Source excerpt –
=======

CHICAGO -- The Cubs' bid to repeat as World Series champions got a boost on Monday. Their strong start in the second half prompted the front office to make a move, acquiring left-handed reliever Justin Wilson and backup catcher Alex Avila from the Tigers.
The Cubs dipped into their farm system once again, sending top prospect Jeimer Candelario, Class A shortstop Isaac Paredes and a player to be named later or cash to the Tigers in exchange for Wilson and Avila.
At the All-Star break, the Cubs were 5 1/2 games behind the Brewers in the National League Central. The Cubs got a jump on their rivals by acquiring left-hander Jose Quintana from the White Sox on July 13, well before Monday's non-waiver Trade Deadline. Since then, the Cubs are 13-3 and have opened a 2 1/2-game lead over the Brewers.
"I definitely feel we're a stronger team now than before we got Quintana in the middle of the month," Cubs general manager Jed Hoyer said Monday. "We've added three pieces to our team who can really help us. We're going to try to win this division and hopefully beyond that."
Wilson, 29, was 3-4 with a 2.68 ERA in 42 games this season, and holding right-handers to a .131 batting average while lefties were hitting .220 against him. He gives the Cubs another late-inning setup pitcher, something manager Joe Maddon can always use.
"I think [the addition of Wilson] takes a little bit of a burden off a bunch of different guys, which is helpful for Joe," Hoyer said. "Bullpens can get tired in August and September, especially the high-leverage relievers if you're playing well. I think Wilson helps that."
The Cubs did look to acquire more pitching depth, similar to the acquisition one year ago of lefty Mike Montgomery, who can either start or pitch in relief. Hoyer said none of those deals came to fruition.
Wilson, who has 13 saves in 15 chances, is making $2.7 million this year and has one more year of arbitration left on his contract before he becomes a free agent. His addition gives the Cubs three lefty relievers, as he joins Montgomery and Brian Duensing. The Cubs' bullpen ranks second in the National League with a 3.37 ERA.

=======

Extracted information –
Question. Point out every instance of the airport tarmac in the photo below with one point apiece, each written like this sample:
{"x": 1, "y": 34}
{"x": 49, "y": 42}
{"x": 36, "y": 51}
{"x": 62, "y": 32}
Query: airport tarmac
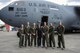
{"x": 9, "y": 44}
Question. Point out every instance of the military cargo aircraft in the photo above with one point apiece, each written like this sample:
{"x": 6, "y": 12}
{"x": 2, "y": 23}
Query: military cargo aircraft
{"x": 21, "y": 12}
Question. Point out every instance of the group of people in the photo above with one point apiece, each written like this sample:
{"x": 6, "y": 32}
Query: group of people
{"x": 41, "y": 35}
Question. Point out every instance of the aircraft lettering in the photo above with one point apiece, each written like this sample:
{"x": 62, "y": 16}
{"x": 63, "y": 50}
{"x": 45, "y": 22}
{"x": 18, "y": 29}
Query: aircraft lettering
{"x": 21, "y": 9}
{"x": 41, "y": 5}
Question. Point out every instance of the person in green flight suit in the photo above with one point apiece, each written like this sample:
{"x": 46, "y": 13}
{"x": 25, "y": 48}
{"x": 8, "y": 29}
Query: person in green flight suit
{"x": 51, "y": 35}
{"x": 60, "y": 30}
{"x": 27, "y": 34}
{"x": 33, "y": 34}
{"x": 21, "y": 40}
{"x": 45, "y": 35}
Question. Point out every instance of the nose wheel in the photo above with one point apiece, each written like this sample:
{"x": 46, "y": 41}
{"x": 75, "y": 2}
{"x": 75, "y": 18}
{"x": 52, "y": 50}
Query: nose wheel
{"x": 18, "y": 34}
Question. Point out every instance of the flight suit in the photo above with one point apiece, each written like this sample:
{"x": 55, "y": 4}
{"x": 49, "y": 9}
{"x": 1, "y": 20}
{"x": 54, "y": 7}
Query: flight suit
{"x": 21, "y": 40}
{"x": 39, "y": 36}
{"x": 27, "y": 35}
{"x": 60, "y": 30}
{"x": 51, "y": 36}
{"x": 45, "y": 36}
{"x": 33, "y": 36}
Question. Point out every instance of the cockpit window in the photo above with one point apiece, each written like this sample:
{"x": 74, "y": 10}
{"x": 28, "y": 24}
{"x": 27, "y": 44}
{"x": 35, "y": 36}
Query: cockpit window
{"x": 11, "y": 9}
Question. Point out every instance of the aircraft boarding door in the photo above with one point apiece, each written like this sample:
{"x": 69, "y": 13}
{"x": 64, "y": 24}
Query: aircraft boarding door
{"x": 44, "y": 19}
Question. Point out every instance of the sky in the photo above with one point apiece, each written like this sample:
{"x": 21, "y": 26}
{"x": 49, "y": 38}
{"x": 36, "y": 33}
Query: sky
{"x": 61, "y": 2}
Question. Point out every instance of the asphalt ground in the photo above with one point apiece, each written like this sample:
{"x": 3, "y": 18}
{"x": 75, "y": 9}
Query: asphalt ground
{"x": 9, "y": 44}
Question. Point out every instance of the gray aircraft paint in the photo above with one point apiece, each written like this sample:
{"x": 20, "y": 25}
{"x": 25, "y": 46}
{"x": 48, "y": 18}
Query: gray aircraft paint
{"x": 32, "y": 11}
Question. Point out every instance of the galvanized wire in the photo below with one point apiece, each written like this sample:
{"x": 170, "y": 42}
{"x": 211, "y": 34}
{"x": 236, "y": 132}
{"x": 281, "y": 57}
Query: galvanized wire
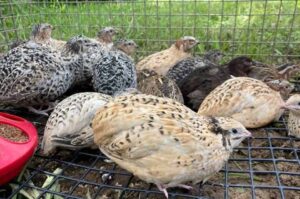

=======

Requirements –
A – Convert the rows, from the line holding "Question. Point out every instance of the aircraft boarding" to the end of the rows, inclusive, into a JSON list of strings with one string per line and no blank lines. Omit the pictures.
B – Extend the Cubs trade report beyond its final sentence.

Answers to each task –
A –
[
  "Question. Point out every instance of the aircraft boarding door in the photo above with one point apiece, each written like this sample:",
  "{\"x\": 69, \"y\": 13}",
  "{\"x\": 64, \"y\": 24}",
  "Query: aircraft boarding door",
  "{\"x\": 44, \"y\": 19}",
  "Question. Point out every instance of the sky in the photo above with one point apiece, each written like this sample:",
  "{\"x\": 21, \"y\": 26}",
  "{\"x\": 49, \"y\": 38}",
  "{\"x\": 36, \"y\": 33}",
  "Query: sky",
  "{\"x\": 61, \"y\": 2}",
  "Question. Point out every instance of the asphalt ground in the photo above with one point apiece, each written like this sample:",
  "{\"x\": 3, \"y\": 18}",
  "{\"x\": 75, \"y\": 9}",
  "Query: asphalt ground",
  "{\"x\": 9, \"y\": 44}",
  "Question. Point out every instance of the gray aircraft paint in the photo above with one point apiece, each written like this sample:",
  "{\"x\": 20, \"y\": 25}",
  "{\"x\": 25, \"y\": 46}",
  "{\"x\": 48, \"y\": 18}",
  "Query: gray aircraft paint",
  "{\"x\": 32, \"y\": 11}",
  "Question. Point out every instance of the galvanized wire in the photo below with one point apiece, each written like this sample:",
  "{\"x\": 170, \"y\": 42}",
  "{\"x\": 211, \"y\": 34}",
  "{\"x\": 236, \"y\": 132}",
  "{\"x\": 281, \"y\": 57}",
  "Query: galvanized wire"
]

B –
"I was looking at [Wilson's] game logs, he looks like he's in pretty good shape," Maddon said during a break at his charity golf outing on Monday. "He hasn't been overworked to this point, and that would be the purpose of the program going forward, is to be able to fit him in and not utilize him too often."
Maddon was also happy to get Avila before he teed off.
"This guy's not a backup," Maddon said. "You look at what he's done this year and look at his numbers and his history, and he's young enough to play more often. He's a great complement, an outstanding complement to Willson [Contreras]."
The Cubs have been looking for an experienced catcher to back up Contreras since parting ways with Miguel Montero in late June. The Cubs did promote rookie Victor Caratini, who hit his first Major League home run on Sunday in a 4-2 win over the Brewers. Avila, 30, was batting .271 in 76 games with the Tigers. He will be a free agent after this season.
"Willson plays like the energizer bunny -- we all know that," Hoyer said. "But everyone has their limits and we have to be very careful not to wear him down to make sure he's fresh during the pennant race. We risk him playing too much without going out and making a move like this."
As in the Quintana deal, the Cubs did not have to trade any of the players on their 25-man roster.
"Our focus all along has been to keep this core of players together," Hoyer said. "We believe in them, they've won together, and that was a nice thing for us at the Deadline to keep this group together naturally. I'm glad we could do that."
Candelario, 23, was batting .266 with 12 home runs and 27 doubles in 81 games at Triple-A Iowa. He took over the No. 1 spot on MLB.com's list of Top 30 Cubs prospects when the team dealt Eloy Jimenez for Quintana. Paredes, 18, was ranked No. 10 on MLB.com's list of Cubs prospects.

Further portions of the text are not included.